My thoughts on this issue...
First some background information.
ASCII is a 7 bit character set, with one character per byte. ASCII
characters are often stringed together to form strings, and usually the
last character is set to the NUL character, which is 0. These are
usually called C strings, and I've also heard the term ASCIIZ string.
There are other character sets that only use 7 bits.
UTF-8 is a way of representing unicode using sequences of 8 bit bytes
(as opposed to UCS2 which 16 bits), and carefully designed for backward
compatibility. A UTF-8 character without the 8th bit set is also the
same character in ASCII. So a UTF-8 string that doesn't use any 8 bit
characters is also an ASCII string. Also, all nonascii characters always
use only bytes with the 8th bit set, so things like NULs or "/"'s don't
end up in them. Because it uses sequences of bytes with the 8th bit set,
it can represent all of unicode, and not just an extra 128 characters.

Set task 1 - From the text on ASCII and UTF-8 above, translate this sentence into Spanish: "There are other character sets that only use 7 bits."

Entries supplied -
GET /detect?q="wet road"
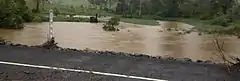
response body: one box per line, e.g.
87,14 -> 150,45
0,21 -> 240,62
0,45 -> 240,81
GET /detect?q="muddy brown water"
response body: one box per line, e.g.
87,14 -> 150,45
0,21 -> 240,62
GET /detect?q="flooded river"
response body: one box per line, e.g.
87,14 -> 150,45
0,21 -> 240,62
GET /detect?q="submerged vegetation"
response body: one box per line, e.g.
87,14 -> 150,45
103,17 -> 120,31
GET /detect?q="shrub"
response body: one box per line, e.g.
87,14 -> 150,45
103,17 -> 120,31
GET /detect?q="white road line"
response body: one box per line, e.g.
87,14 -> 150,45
0,61 -> 167,81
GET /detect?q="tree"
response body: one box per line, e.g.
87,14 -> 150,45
0,0 -> 28,28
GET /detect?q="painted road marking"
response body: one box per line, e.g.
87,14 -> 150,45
0,61 -> 167,81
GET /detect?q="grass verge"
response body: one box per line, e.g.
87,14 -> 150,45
120,18 -> 159,26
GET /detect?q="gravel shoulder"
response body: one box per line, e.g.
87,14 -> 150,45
0,45 -> 240,81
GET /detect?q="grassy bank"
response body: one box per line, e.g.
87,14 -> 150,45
121,18 -> 159,26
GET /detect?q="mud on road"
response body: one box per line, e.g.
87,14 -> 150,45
0,45 -> 240,81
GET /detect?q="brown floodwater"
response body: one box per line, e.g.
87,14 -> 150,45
0,21 -> 240,62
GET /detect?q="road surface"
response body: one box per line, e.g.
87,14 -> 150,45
0,45 -> 240,81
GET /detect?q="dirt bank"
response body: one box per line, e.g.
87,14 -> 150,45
0,44 -> 240,81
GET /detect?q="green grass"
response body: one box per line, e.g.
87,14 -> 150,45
121,18 -> 159,26
55,0 -> 91,7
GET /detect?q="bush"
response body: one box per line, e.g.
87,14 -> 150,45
103,17 -> 120,31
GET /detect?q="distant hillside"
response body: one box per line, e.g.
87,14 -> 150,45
55,0 -> 91,6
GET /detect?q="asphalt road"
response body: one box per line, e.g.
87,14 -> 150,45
0,45 -> 240,81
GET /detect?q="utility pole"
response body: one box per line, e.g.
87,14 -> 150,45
48,0 -> 54,41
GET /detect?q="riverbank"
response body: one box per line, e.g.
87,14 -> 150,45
120,18 -> 160,26
0,43 -> 240,81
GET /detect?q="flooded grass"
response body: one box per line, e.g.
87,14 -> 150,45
121,18 -> 159,26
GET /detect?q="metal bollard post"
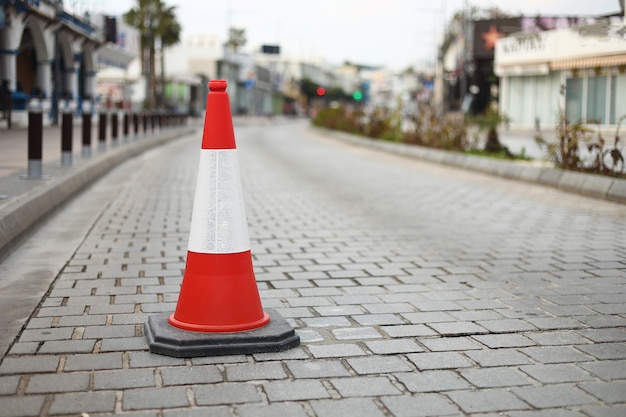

Set task 2 - Identify every line in the rows above that contains the string "road", and copy each of those lines in full.

Written solution 1 - Hay otros conjuntos de caracteres que solo usan 7 bits.

Written solution 2 -
GET /detect?q="wet road"
GET /detect?q="white road line"
GET /detect?q="painted road marking"
GET /detect?q="mud on road"
GET /detect?q="road surface"
GET /detect?q="asphalt road"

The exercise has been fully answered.